• **BRIEF**: Extract each line of the material that follows exactly and omit its pictures.

• **RAW RECORDS**:
------------------------------------------------------------
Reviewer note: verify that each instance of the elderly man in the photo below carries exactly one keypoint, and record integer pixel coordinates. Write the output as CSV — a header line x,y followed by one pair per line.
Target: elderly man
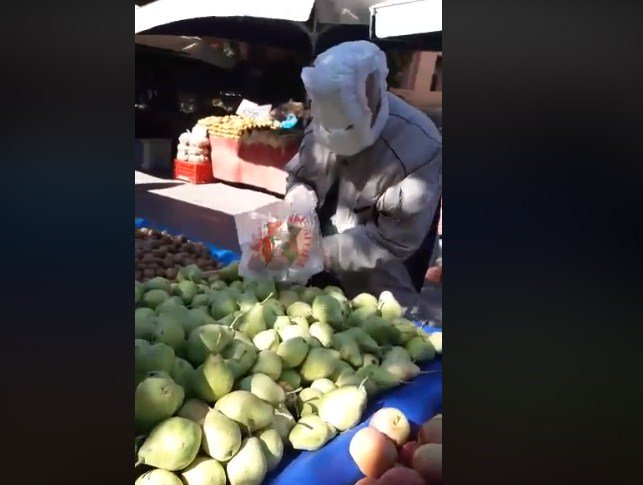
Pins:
x,y
372,164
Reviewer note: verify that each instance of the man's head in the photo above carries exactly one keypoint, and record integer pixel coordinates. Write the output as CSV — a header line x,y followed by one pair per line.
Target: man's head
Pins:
x,y
347,86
------------------------------------------------------------
• **RIGHT ANSWER**:
Reviewer note: verify that each instance of the elderly man in the photo below carries exactly one keypoint, and record integer pixel coordinates. Write the output as CSV — a header line x,y followed by one pair per line.
Target: elderly man
Pins:
x,y
372,164
Reviewer note: verify that each instance of the man's head in the photo above carries exactly one keypoint, and record integer pixel coordinates. Write the output as CSV — a header line x,y followed by one pair per line.
Target: man's head
Pins:
x,y
347,86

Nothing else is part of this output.